Look below for the line that contains "Target: bird's foot", then copy it and each following line to the end of the records, minus any pictures.

※ ※ ※

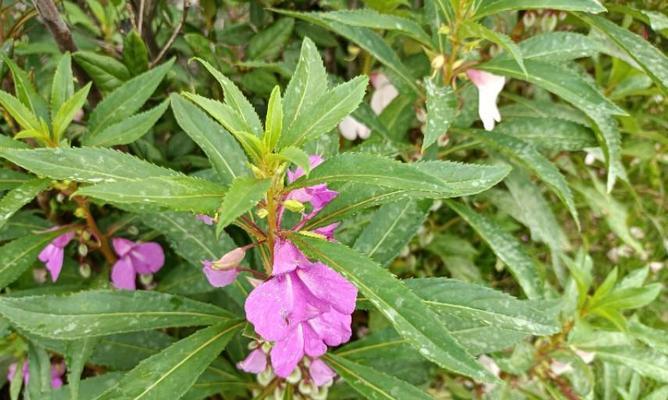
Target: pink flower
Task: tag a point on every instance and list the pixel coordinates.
(352, 129)
(320, 373)
(255, 363)
(135, 258)
(489, 86)
(384, 94)
(224, 271)
(57, 371)
(303, 308)
(52, 255)
(205, 218)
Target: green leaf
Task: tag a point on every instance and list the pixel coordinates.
(178, 193)
(103, 312)
(645, 362)
(577, 91)
(107, 72)
(459, 179)
(127, 130)
(127, 99)
(558, 46)
(170, 373)
(307, 86)
(62, 87)
(241, 197)
(85, 164)
(370, 41)
(469, 302)
(489, 7)
(323, 116)
(441, 111)
(77, 353)
(66, 112)
(20, 254)
(25, 90)
(135, 54)
(191, 239)
(530, 158)
(19, 112)
(476, 30)
(651, 59)
(391, 228)
(372, 384)
(506, 247)
(548, 133)
(235, 99)
(268, 42)
(407, 313)
(274, 120)
(369, 18)
(20, 196)
(223, 151)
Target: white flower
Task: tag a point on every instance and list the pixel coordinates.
(351, 129)
(384, 94)
(489, 86)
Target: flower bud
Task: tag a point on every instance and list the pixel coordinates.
(293, 205)
(438, 62)
(82, 249)
(84, 270)
(230, 260)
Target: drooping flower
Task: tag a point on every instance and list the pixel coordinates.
(489, 86)
(53, 254)
(135, 258)
(320, 373)
(225, 270)
(57, 371)
(303, 308)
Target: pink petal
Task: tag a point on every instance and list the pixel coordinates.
(287, 257)
(123, 274)
(122, 246)
(327, 284)
(286, 353)
(255, 363)
(219, 277)
(147, 258)
(320, 373)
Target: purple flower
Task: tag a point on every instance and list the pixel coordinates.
(255, 363)
(320, 373)
(303, 309)
(135, 258)
(52, 255)
(57, 371)
(224, 271)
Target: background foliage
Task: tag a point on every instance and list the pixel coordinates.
(534, 252)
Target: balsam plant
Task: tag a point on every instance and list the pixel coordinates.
(236, 247)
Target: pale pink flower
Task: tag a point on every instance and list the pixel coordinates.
(489, 86)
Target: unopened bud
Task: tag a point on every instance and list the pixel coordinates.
(82, 249)
(230, 260)
(438, 62)
(84, 270)
(294, 205)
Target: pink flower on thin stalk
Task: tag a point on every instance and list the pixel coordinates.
(135, 258)
(53, 254)
(489, 86)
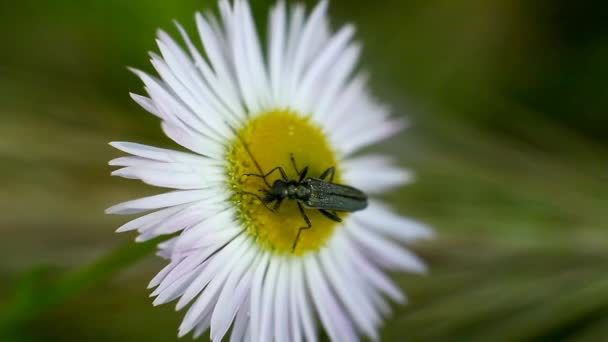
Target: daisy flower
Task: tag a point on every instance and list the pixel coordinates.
(242, 107)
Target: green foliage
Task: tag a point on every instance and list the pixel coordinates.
(507, 101)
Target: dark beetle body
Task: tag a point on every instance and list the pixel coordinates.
(308, 192)
(316, 193)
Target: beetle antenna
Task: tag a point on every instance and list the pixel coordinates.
(257, 165)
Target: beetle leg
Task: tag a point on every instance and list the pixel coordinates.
(258, 197)
(281, 170)
(331, 215)
(329, 172)
(308, 226)
(277, 204)
(293, 162)
(303, 174)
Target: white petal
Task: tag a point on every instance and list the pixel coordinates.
(384, 251)
(362, 314)
(321, 64)
(234, 293)
(276, 48)
(281, 303)
(211, 281)
(268, 294)
(155, 153)
(241, 322)
(257, 287)
(157, 201)
(374, 174)
(334, 319)
(303, 304)
(381, 219)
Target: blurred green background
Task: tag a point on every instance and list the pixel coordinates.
(509, 143)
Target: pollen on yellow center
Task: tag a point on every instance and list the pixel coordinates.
(271, 137)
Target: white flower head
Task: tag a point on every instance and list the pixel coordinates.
(240, 109)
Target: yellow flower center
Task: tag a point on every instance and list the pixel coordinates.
(271, 138)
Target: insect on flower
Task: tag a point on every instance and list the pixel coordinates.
(308, 192)
(258, 249)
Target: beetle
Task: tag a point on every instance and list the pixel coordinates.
(308, 192)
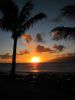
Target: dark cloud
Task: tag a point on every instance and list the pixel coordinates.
(39, 38)
(40, 48)
(58, 19)
(5, 56)
(27, 37)
(59, 47)
(56, 35)
(22, 52)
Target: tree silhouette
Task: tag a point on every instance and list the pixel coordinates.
(17, 22)
(69, 12)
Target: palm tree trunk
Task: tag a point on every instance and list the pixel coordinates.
(13, 67)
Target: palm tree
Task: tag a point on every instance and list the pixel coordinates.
(17, 23)
(69, 12)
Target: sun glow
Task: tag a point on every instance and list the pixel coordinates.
(35, 60)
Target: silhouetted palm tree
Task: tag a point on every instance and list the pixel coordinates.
(69, 12)
(17, 22)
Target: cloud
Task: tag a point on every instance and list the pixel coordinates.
(56, 35)
(27, 37)
(39, 38)
(58, 19)
(5, 56)
(58, 47)
(22, 52)
(40, 48)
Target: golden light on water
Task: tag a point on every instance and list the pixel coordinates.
(35, 60)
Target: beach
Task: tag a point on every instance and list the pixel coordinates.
(38, 85)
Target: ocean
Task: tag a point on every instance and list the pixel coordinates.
(40, 67)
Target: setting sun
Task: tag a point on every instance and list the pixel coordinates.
(35, 59)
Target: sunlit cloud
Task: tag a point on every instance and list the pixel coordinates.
(41, 48)
(5, 56)
(56, 35)
(27, 37)
(58, 19)
(59, 47)
(22, 52)
(39, 38)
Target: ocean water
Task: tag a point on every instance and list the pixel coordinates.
(39, 67)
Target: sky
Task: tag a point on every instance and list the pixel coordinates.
(37, 41)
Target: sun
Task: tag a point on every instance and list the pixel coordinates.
(35, 59)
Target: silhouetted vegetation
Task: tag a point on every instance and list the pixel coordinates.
(17, 22)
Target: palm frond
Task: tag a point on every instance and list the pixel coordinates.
(68, 11)
(33, 20)
(26, 12)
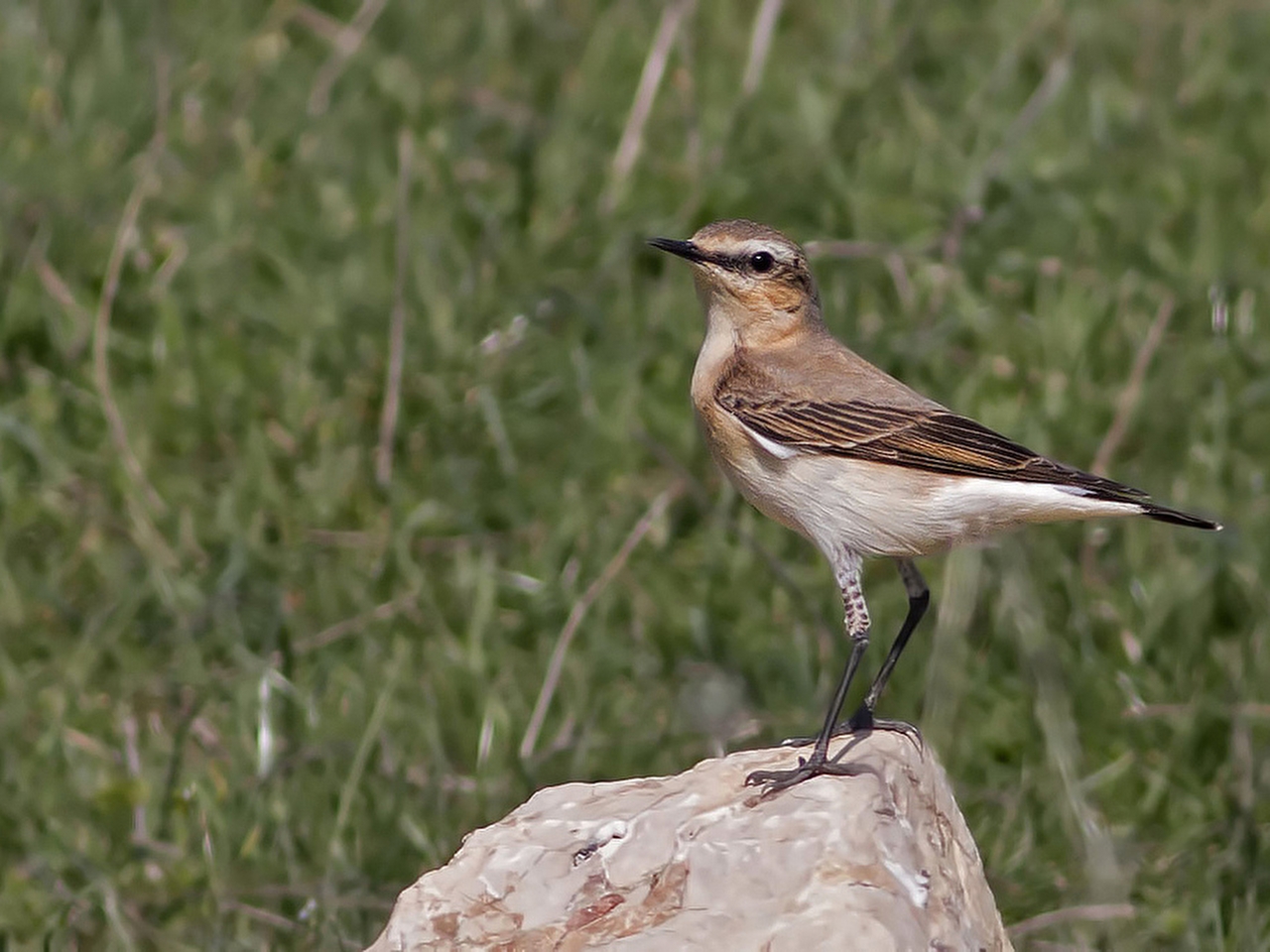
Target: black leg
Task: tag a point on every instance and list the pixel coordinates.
(820, 763)
(919, 601)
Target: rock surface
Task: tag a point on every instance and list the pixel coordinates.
(878, 861)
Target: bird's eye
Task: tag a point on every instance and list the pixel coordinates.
(761, 262)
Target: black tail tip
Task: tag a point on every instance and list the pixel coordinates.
(1162, 513)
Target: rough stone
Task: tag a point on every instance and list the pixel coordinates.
(878, 861)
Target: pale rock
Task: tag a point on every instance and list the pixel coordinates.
(878, 861)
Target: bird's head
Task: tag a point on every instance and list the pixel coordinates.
(749, 277)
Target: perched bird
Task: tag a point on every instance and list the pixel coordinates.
(832, 447)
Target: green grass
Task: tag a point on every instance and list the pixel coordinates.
(189, 762)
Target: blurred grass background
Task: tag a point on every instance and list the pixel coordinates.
(255, 674)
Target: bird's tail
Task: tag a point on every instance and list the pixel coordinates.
(1178, 517)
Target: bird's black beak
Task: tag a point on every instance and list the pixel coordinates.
(684, 249)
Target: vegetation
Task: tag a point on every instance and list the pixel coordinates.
(266, 653)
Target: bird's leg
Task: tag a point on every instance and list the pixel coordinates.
(919, 601)
(857, 630)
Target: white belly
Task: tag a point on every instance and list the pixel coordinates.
(875, 509)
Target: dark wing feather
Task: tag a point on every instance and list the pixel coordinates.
(931, 439)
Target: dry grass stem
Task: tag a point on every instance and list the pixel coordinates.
(123, 236)
(347, 44)
(649, 81)
(1042, 98)
(1132, 393)
(760, 45)
(579, 611)
(1072, 914)
(380, 613)
(397, 325)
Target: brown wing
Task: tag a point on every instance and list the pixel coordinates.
(931, 439)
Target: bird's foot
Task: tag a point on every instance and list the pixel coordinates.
(818, 765)
(862, 721)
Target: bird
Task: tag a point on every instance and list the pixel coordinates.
(826, 443)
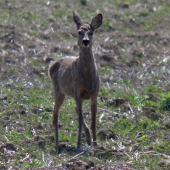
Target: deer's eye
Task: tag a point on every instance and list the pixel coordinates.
(90, 33)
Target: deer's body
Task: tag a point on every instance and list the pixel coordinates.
(77, 77)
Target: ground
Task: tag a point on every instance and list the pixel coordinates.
(132, 52)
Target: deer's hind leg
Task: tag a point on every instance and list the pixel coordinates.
(59, 98)
(86, 129)
(93, 112)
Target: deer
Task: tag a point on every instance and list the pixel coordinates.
(77, 77)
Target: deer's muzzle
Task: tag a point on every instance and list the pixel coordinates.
(86, 42)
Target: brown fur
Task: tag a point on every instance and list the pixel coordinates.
(77, 77)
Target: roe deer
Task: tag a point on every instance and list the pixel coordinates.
(78, 77)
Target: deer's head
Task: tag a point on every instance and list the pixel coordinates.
(85, 31)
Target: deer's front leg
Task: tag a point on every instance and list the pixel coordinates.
(93, 112)
(80, 119)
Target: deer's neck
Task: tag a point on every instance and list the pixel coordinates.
(86, 59)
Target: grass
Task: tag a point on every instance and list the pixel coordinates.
(134, 99)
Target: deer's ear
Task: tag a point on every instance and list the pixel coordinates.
(77, 19)
(96, 21)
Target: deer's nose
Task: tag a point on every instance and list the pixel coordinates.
(86, 40)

※ ※ ※

SOLUTION FOR THIS TASK
Target: bird's foot
Task: tag a point on every instance and list the pixel coordinates.
(818, 765)
(862, 721)
Target: bird
Task: tag a point on every instance and list the pixel coordinates.
(826, 443)
Target: deer's eye
Task: tag a point on every instance and list the pixel coordinates.
(90, 33)
Target: deer's body
Task: tag a point on every instance and list the pixel coordinates.
(77, 77)
Target: ground
Task: tag a point on every instance and list the pixel coordinates.
(132, 52)
Target: deer's hind leg
Task: tag a point on every instance and list the pixel coordinates.
(59, 98)
(86, 129)
(93, 112)
Target: deer
Task: tag a point on every instance and list the pixel coordinates.
(77, 77)
Target: deer's muzzle
Task: tag a point on every instance and list the pixel coordinates.
(86, 42)
Target: brown fur
Task: tag a point on every instance and list the pixel coordinates.
(77, 77)
Target: roe deer
Task: tag a point on every instance and list the pixel coordinates.
(78, 77)
Target: deer's head
Task: tag a point on every instance and list the pixel coordinates.
(85, 31)
Target: deer's front leg
Task: tag a point on every instance and list the pixel coordinates.
(93, 112)
(80, 119)
Target: deer's neck
Task: tag a point on every instance and list the pixel coordinates.
(86, 59)
Target: grass
Task: tag a point on every instance and list the pixel coordinates.
(134, 99)
Target: deer's ear
Task: tag a point on every instance and list the pixel coordinates.
(77, 19)
(96, 21)
Target: deer's nose
Task: tag a point on every instance and list the pixel coordinates.
(86, 40)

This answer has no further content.